## DOCUMENT
Credit: IceCube Team
Cool Science
Deep below the surface of Antarctica, under the ancient, clear, pure dark ice
more than 1400 meters down, is a strange place to do astronomy. But if you're
hunting the elusive neutrino, it's one of the best sites on earth. Neutrinos,
subatomic "ghost
particles", are difficult to detect since they so rarely interact with
matter, but an ambitious experiment called IceCube is trying to track them down.
IceCube uses a large volume of the South Polar Ice sheet as a neutrino detector.
IceCube deploys 5000 extremely sensitive light sensors distributed on
86 strings, which cover about 1 cubic kilometer at a depth of about 1400 meters.

[A run of records]
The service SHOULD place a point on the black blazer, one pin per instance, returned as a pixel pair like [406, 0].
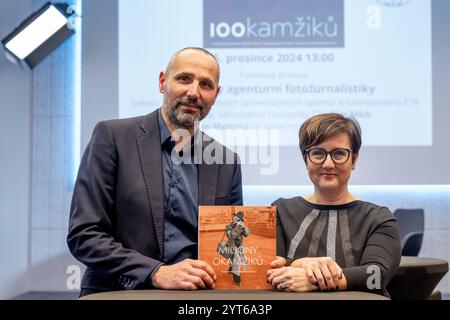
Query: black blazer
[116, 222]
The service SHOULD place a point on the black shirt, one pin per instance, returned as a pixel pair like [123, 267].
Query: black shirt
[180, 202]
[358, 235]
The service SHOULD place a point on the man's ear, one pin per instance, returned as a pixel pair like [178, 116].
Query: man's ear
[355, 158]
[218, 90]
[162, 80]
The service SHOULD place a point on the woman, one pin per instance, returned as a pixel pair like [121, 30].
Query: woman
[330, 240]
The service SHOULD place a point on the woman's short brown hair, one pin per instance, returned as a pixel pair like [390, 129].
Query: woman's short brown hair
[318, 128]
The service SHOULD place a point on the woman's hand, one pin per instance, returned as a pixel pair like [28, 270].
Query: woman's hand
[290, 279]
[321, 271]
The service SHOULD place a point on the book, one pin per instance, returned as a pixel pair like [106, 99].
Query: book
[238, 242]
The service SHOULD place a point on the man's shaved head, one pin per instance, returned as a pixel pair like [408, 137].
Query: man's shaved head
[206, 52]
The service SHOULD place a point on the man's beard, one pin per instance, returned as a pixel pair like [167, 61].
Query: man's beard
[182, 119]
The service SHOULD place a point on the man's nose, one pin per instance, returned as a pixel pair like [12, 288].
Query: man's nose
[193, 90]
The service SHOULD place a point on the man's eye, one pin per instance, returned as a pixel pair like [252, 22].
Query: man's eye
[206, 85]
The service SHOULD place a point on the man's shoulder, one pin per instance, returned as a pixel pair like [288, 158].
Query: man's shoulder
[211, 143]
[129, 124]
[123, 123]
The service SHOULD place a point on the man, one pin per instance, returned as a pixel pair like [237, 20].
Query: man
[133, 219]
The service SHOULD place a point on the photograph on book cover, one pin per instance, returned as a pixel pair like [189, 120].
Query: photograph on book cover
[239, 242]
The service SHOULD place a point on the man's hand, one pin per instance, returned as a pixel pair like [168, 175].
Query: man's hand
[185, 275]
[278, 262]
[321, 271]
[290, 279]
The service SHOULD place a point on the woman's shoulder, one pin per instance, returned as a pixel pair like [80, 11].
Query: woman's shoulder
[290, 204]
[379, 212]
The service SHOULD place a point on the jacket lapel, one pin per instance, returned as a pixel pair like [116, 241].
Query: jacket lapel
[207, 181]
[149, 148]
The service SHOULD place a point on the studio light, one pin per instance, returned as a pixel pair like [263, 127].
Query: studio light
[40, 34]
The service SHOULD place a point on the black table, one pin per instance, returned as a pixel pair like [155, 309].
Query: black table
...
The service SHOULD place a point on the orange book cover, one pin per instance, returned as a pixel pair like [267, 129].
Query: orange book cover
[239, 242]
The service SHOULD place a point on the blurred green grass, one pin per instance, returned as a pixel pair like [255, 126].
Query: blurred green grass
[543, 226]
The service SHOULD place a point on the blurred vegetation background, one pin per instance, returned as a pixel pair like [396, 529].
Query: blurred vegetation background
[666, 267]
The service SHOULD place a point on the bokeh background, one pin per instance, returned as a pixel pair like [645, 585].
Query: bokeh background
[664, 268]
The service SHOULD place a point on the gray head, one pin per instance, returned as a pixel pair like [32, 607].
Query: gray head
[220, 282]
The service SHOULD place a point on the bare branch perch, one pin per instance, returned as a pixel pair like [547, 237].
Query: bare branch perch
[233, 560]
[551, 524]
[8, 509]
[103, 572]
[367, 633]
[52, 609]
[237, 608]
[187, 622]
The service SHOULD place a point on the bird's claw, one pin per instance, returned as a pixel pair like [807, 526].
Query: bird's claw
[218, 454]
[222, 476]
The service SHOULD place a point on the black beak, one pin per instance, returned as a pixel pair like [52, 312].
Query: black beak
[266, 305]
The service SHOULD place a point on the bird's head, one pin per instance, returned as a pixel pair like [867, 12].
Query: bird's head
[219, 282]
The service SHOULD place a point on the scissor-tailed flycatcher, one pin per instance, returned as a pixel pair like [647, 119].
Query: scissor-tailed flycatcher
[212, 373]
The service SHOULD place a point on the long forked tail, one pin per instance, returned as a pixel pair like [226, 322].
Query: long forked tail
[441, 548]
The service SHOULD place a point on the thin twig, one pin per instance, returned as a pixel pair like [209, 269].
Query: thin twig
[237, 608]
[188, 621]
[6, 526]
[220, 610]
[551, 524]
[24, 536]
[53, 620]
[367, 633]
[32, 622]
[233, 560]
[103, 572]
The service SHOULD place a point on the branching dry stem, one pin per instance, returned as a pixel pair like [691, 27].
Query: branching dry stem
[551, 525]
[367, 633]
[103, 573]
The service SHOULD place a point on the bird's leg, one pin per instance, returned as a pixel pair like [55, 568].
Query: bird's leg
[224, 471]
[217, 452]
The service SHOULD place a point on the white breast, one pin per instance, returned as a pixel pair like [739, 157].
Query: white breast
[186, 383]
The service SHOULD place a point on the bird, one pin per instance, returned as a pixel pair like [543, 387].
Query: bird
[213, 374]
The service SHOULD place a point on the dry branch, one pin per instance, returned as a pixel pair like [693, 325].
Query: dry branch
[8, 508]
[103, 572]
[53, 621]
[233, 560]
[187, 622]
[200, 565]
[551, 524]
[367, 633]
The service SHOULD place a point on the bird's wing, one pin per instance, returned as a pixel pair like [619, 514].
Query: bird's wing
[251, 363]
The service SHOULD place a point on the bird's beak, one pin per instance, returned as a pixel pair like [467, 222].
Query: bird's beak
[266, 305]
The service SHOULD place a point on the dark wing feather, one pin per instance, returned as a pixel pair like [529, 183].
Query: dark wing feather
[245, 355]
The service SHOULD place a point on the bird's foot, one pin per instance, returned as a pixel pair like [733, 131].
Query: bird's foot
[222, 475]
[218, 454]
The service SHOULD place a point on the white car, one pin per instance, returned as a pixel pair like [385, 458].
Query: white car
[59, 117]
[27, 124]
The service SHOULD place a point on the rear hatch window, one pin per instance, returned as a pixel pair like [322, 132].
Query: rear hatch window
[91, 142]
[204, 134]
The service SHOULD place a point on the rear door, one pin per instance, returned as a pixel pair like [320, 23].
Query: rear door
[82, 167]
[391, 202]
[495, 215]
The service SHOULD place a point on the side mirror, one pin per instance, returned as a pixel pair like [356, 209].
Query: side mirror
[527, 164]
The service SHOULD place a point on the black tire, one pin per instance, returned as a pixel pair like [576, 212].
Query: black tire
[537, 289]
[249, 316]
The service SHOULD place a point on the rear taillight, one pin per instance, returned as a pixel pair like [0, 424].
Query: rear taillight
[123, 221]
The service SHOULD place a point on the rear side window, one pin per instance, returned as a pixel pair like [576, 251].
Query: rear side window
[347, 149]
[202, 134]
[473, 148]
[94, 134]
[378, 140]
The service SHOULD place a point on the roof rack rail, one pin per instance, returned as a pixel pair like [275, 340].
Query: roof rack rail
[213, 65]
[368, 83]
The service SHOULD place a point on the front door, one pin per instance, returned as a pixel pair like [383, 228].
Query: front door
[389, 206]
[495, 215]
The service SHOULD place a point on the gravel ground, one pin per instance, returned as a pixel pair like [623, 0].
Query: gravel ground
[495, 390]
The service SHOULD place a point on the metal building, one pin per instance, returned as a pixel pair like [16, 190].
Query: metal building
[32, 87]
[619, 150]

## GOALS
**1)** Answer these from the IceCube passage:
(a) What nickname does it give neutrinos?
(b) At what depth does IceCube place its detector?
(c) How many light sensors does IceCube deploy?
**2)** Edit the IceCube passage, taking everything from "IceCube uses a" down to "about 1400 meters." and writing it out with "light sensors" replaced by "optical modules".
These records were drawn from a separate source.

## RESPONSES TO THE TASKS
**1)**
(a) Subatomic "ghost particles"
(b) About 1400 meters
(c) 5000

**2)**
IceCube uses a large volume of the South Polar Ice sheet as a neutrino detector.
IceCube deploys 5000 extremely sensitive optical modules distributed on
86 strings, which cover about 1 cubic kilometer at a depth of about 1400 meters.